_SET PROBLEM 1_
Gather every line of the records that contains the string "standing".

_SOURCE EXCERPT_
In the hints I suggested that length 511 should also be problematic, and that we were using the length-delimited version of protobufs. For those who aren't familiar with protobufs there are only two relevant details of the encoding. The first is that length-delimited protobufs write the length before the payload (as mentioned in the hint), and the second is how that length is encoded. In order to reduce the message size, protobufs use a variable length encoding for integers. The encoding says that we read a byte at a time (little-endian order), keeping the low-order 7 bits as part of the number. If the 8th bit is unset, then we're done; if it's set, then we continue reading the next byte. Thus, the length 255 is encoded as 0xFF 0x01 ((0xFF .&. 0x7F) .|. (0x01 `shiftL` 7) == 255), 383 is encoded as 0xFF 0x02, and 511 is encoded as 0xFF 0x03. Conversely, the non-problematic 254 is encoded as 0xFE 0x01, and 256 is encoded as 0x80 0x02.

The crucial knowledge, however, is knowing that for some unfathomable reason Java decided to define their byte type as a signed numeric type! On the one hand, this is perverse because bytes are always used when dealing with binary formats and almost never used for actual numerical computation. On the other hand, it is sadistic because every other language in common use (and most of the ones not in common use) have unsigned bytes, so Java's choice to use signed bytes is exquisitely designed to confound any programmer who has ever used another language. More particularly, this means that the implicit conversions between bytes and other numeric types will preserve the signed value, not the representation. Thus, since 0xFF has the signed byte value -1, whenever you use this byte in, say, an int context, it will be silently and implicitly converted into the int -1 as opposed to the int 255 any sane person would expect. Further, since Java comes from the C tradition of languages, it likes to use magical values to indicate errors (e.g., using -1 when only positive values are valid). I'm sure you can see where this is headed.

_Collection entries_
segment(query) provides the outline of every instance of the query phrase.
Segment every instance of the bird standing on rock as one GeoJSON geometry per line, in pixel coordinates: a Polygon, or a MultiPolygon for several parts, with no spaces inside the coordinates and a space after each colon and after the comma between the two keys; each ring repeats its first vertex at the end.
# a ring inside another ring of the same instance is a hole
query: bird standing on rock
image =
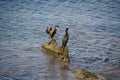
{"type": "Polygon", "coordinates": [[[54,35],[56,34],[57,30],[58,30],[58,25],[55,25],[55,27],[50,31],[50,37],[53,40],[54,35]]]}
{"type": "Polygon", "coordinates": [[[64,37],[63,37],[63,39],[62,39],[63,51],[64,51],[64,49],[65,49],[65,47],[66,47],[66,45],[67,45],[67,43],[68,43],[68,40],[69,40],[68,29],[69,29],[69,28],[66,28],[66,30],[65,30],[65,33],[66,33],[66,34],[64,35],[64,37]]]}
{"type": "Polygon", "coordinates": [[[49,35],[49,38],[50,37],[50,31],[52,30],[52,27],[51,26],[48,26],[47,29],[46,29],[46,33],[49,35]]]}

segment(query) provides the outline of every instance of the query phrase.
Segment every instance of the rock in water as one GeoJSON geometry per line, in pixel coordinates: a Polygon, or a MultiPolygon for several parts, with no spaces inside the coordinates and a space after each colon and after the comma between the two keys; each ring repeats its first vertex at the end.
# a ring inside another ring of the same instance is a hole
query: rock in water
{"type": "Polygon", "coordinates": [[[54,39],[51,41],[50,44],[49,42],[44,43],[41,46],[41,50],[61,60],[63,66],[68,65],[69,63],[68,48],[65,47],[65,50],[63,51],[62,46],[59,47],[54,39]]]}

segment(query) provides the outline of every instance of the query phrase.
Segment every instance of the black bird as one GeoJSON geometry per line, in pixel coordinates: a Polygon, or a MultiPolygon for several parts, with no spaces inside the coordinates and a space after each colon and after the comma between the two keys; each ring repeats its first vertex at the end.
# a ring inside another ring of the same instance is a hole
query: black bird
{"type": "Polygon", "coordinates": [[[57,30],[58,30],[58,25],[55,25],[55,27],[50,31],[50,37],[53,40],[54,35],[56,34],[57,30]]]}
{"type": "Polygon", "coordinates": [[[68,29],[69,29],[69,28],[66,28],[66,30],[65,30],[65,33],[66,33],[66,34],[64,35],[64,37],[63,37],[63,39],[62,39],[63,51],[64,51],[64,49],[65,49],[65,47],[66,47],[66,45],[67,45],[67,43],[68,43],[68,40],[69,40],[68,29]]]}
{"type": "Polygon", "coordinates": [[[46,33],[49,35],[50,38],[50,31],[52,30],[52,27],[48,26],[46,29],[46,33]]]}

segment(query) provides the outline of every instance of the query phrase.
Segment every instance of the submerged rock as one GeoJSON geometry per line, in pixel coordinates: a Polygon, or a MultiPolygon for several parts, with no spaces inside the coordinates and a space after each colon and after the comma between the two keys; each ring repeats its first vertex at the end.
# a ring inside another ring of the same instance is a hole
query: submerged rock
{"type": "Polygon", "coordinates": [[[46,42],[41,46],[41,50],[48,55],[58,58],[62,61],[62,66],[66,66],[69,63],[68,48],[63,50],[62,46],[58,46],[55,40],[46,42]]]}
{"type": "Polygon", "coordinates": [[[74,72],[74,76],[79,80],[107,80],[101,75],[96,75],[86,69],[80,69],[74,72]]]}

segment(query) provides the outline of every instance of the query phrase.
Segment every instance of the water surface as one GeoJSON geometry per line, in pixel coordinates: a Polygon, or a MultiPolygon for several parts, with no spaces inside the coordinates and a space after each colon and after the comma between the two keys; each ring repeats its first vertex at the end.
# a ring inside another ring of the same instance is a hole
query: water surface
{"type": "Polygon", "coordinates": [[[120,79],[120,0],[0,0],[0,79],[76,80],[40,46],[48,25],[66,27],[71,70],[120,79]],[[113,74],[114,73],[114,74],[113,74]]]}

_SET PROBLEM 2_
In the protobuf excerpt, how is the length 511 encoded?

_EXERCISE RESPONSE 1_
Segment every instance of the bird standing on rock as one GeoJSON geometry per line, in pixel coordinates: a Polygon, or a MultiPolygon for several parts, with no spaces inside the coordinates and a space after each colon and after the comma between the two keys; each ring repeats its first vertex at the end.
query: bird standing on rock

_EXERCISE RESPONSE 2_
0xFF 0x03